WHAT YOU WILL DO:
Add 4 to every coordinate in the answer points of the listing, from the line containing "target | foliage" through the end of the listing, inclusive. Reproduce those lines in full with the new values, leaving the sample coordinates in the format lines unchanged.

DATASET CONTENT:
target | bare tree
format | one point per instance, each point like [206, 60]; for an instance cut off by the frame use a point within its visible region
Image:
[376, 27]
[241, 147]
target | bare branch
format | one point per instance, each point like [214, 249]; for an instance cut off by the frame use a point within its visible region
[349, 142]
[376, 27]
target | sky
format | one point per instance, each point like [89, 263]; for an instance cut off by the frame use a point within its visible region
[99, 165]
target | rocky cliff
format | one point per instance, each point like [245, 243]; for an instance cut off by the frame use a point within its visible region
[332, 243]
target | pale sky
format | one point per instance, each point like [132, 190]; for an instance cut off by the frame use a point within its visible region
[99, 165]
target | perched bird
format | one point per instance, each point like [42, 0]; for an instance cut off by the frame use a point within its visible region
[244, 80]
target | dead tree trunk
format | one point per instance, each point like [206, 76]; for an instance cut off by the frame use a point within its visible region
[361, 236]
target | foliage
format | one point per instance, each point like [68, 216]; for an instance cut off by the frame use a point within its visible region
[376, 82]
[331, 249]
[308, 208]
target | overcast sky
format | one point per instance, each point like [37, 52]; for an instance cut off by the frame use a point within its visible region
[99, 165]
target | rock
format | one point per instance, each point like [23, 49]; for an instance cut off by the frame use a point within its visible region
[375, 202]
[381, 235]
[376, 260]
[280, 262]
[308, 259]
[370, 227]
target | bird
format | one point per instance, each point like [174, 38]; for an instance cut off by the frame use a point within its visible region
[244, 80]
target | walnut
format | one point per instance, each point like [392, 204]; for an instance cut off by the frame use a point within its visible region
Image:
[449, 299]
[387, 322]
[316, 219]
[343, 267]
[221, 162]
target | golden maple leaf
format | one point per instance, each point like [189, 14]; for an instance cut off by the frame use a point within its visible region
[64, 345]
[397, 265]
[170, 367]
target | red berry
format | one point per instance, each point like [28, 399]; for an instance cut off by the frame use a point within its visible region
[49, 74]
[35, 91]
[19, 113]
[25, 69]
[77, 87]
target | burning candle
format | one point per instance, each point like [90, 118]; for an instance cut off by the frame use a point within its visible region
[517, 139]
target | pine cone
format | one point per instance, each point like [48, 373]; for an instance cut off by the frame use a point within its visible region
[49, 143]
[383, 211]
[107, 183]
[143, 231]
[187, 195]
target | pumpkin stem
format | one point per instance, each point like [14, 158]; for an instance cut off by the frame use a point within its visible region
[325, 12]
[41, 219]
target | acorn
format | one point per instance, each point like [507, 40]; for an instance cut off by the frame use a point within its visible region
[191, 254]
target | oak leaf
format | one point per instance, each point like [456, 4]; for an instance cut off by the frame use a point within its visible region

ANSWER FOR THE TASK:
target | foliage
format | one point per instance, each point like [68, 216]; for an instance cut off by the frame use a point within its visible region
[380, 86]
[335, 253]
[312, 212]
target | overcast sky
format | one point per instance, each point like [37, 52]; for an instance cut off by the frame use a point within its visible region
[103, 169]
target | rock
format | one point per instance, each point like [23, 49]; for an instance cut off by the frame use a point within its visible region
[379, 206]
[385, 239]
[380, 264]
[284, 266]
[312, 263]
[374, 231]
target | bird
format | one point per instance, each point like [174, 38]; for an instance cut off by the frame use a point within its visible region
[248, 84]
target | walnut
format | one point per instance, each point like [392, 204]; for an instance cut off by the frame use a point within its visible region
Image:
[453, 303]
[391, 326]
[320, 223]
[347, 271]
[225, 166]
target | golden maple leaf
format | one point per instance, each point like [189, 14]; for an instance cut off by the frame use a point within its visible region
[68, 349]
[401, 269]
[174, 371]
target | red berry
format | one point per instance, each point like [28, 399]; for an instance cut off by the frame use a point within its visible region
[53, 78]
[39, 95]
[23, 117]
[29, 73]
[81, 91]
target | burning candle
format | one point per instance, each point like [90, 118]; for an instance cut off by the frame use a point within its visible region
[521, 143]
target | pine cone
format | one point per instance, each point like [48, 373]; for an instance cut off by the frame use a point within its visible region
[53, 147]
[387, 215]
[111, 187]
[147, 235]
[191, 199]
target | pumpkin stem
format | one point per instance, each point like [14, 158]; for an instance cut off by the frame use a point within its visible region
[329, 16]
[45, 223]
target | acorn
format | one point per instance, each point like [507, 40]; for an instance cut off by the frame use a point within its visible region
[195, 258]
target | oak leaf
format | one point per instance, each point like [456, 4]; for an instance cut off by the frame use a point within its visible region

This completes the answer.